Stored data entries:
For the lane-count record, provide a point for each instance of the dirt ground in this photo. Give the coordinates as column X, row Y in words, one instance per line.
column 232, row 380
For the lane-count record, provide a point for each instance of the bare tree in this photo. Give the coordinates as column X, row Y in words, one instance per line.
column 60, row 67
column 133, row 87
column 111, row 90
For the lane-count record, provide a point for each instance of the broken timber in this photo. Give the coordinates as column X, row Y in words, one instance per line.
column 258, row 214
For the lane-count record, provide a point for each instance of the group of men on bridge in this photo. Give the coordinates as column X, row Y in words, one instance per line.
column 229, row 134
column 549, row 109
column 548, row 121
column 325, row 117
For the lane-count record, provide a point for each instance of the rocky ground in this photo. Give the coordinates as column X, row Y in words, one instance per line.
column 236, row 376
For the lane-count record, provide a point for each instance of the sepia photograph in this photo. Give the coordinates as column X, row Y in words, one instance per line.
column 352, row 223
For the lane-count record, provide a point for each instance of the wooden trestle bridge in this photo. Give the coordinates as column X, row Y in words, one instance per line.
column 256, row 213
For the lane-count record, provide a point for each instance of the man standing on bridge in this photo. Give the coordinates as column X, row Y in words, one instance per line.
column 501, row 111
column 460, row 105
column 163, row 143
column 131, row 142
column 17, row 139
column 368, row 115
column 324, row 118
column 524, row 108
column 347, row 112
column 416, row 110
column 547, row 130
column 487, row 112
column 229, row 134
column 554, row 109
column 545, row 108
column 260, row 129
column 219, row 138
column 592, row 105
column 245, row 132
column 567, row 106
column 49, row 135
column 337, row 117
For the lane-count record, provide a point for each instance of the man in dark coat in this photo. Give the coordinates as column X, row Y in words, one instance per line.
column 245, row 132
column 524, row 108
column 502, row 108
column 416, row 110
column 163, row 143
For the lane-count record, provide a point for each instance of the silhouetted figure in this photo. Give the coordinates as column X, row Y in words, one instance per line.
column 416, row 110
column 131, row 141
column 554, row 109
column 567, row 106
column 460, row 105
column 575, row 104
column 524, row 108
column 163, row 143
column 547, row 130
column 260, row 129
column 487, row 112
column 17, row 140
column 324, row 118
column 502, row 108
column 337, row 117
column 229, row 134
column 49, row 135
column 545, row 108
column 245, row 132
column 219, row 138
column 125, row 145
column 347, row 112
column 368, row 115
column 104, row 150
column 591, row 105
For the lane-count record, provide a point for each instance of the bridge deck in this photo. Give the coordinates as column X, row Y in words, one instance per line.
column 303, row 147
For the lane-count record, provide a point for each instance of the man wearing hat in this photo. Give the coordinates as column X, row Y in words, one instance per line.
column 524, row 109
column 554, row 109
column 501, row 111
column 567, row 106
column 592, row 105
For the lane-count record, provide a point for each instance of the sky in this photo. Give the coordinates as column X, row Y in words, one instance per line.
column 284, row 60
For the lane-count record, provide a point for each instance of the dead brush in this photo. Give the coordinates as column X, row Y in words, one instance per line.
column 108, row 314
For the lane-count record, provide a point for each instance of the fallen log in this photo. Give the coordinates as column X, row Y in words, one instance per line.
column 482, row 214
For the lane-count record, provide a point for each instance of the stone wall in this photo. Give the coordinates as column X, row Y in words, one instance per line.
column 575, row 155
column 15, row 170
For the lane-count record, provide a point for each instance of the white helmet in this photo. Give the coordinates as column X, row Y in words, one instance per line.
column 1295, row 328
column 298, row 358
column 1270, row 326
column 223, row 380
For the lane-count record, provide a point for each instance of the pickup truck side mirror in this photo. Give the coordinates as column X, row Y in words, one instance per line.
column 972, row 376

Exercise objective: Could you restate every record above word for word?

Expected answer:
For the lane-count record, provide a point for each instance of the dirt ground in this photo. Give the coordinates as column X, row Y in words, one instance per line.
column 232, row 380
For the lane-count record, provide a point for each instance of the bare tree in this photo. Give the coordinates as column X, row Y in words, one instance per line.
column 60, row 67
column 133, row 87
column 111, row 90
For the lane-count record, provide a point for each instance of the broken timber in this photo. Give the coordinates as column X, row Y in words, one instance per line.
column 258, row 214
For the lane-count record, provide a point for each instance of the group of men on bridge in this photo. Give the coordinates as column X, row Y in words, one instance per line.
column 229, row 134
column 549, row 109
column 548, row 121
column 325, row 117
For the lane-count record, provide a point for each instance of the rocky ground in this photo. Give the coordinates as column X, row Y in words, one instance per line.
column 236, row 376
For the lane-count record, provide a point for each instance of the sepia photograph in this photo. Give the coordinates as column X, row Y in words, one instance per line.
column 352, row 223
For the lane-count record, provide a point for each instance of the wooden trestle bridge in this photo. Give the coordinates as column X, row Y in words, one instance per line.
column 256, row 213
For the lane-count record, provide a point for each instance of the man standing on bridge in this photo. Give the coordinates as column X, row Y in words, one instance per line.
column 501, row 111
column 460, row 105
column 163, row 143
column 131, row 142
column 17, row 139
column 368, row 115
column 324, row 118
column 524, row 108
column 347, row 112
column 416, row 110
column 547, row 130
column 487, row 112
column 229, row 134
column 554, row 109
column 545, row 108
column 260, row 129
column 219, row 138
column 592, row 105
column 245, row 132
column 567, row 106
column 49, row 135
column 337, row 117
For the lane-count record, provide a point for each instance of the man in dark coat in this photo. Give the coordinates as column X, row Y in words, one instance per line.
column 245, row 132
column 524, row 108
column 502, row 108
column 416, row 110
column 163, row 143
For the lane-count record, provide a point for each instance of the silhouetted figure in this photo. Give the coordinates as column X, row Y in words, one instance per line.
column 416, row 110
column 131, row 141
column 554, row 109
column 567, row 106
column 460, row 105
column 575, row 104
column 524, row 108
column 163, row 143
column 547, row 130
column 260, row 129
column 487, row 112
column 17, row 140
column 324, row 118
column 502, row 108
column 337, row 117
column 229, row 134
column 49, row 135
column 545, row 108
column 245, row 132
column 219, row 138
column 125, row 145
column 347, row 112
column 368, row 115
column 104, row 150
column 591, row 105
For the lane-count record, provide a point for each instance of the bridge deck in this photo. Give the coordinates as column X, row Y in words, one instance per line.
column 303, row 147
For the lane-count record, provide a point for each instance of the man wearing hat in this photo. Give the coordinates as column X, row Y in words, one instance per line.
column 524, row 109
column 554, row 109
column 501, row 111
column 567, row 106
column 592, row 105
For the lane-count record, provide a point for each instance of the sky in this photo. Give the coordinates as column X, row Y in words, one instance per line.
column 284, row 60
For the lane-count record, provide a point for each instance of the dead brush in this photo. Give the coordinates as column X, row Y in words, one instance per line.
column 108, row 314
For the lane-count record, provide a point for each instance of the fallen log in this photo. Give the coordinates as column X, row Y in words, one instance per line.
column 482, row 214
For the lane-count record, provide a point for each instance of the stone wall in this photo. Give the coordinates as column X, row Y in words, one instance per line.
column 575, row 155
column 15, row 170
For the lane-count record, provide a point for each instance of the white helmet in this photo. Give the coordinates as column X, row Y in words, one instance per line.
column 1295, row 328
column 298, row 358
column 1270, row 326
column 223, row 380
For the lane-count record, provide a point for each instance of the pickup truck side mirror in this photo. Give the coordinates as column X, row Y in words, one instance per line.
column 972, row 376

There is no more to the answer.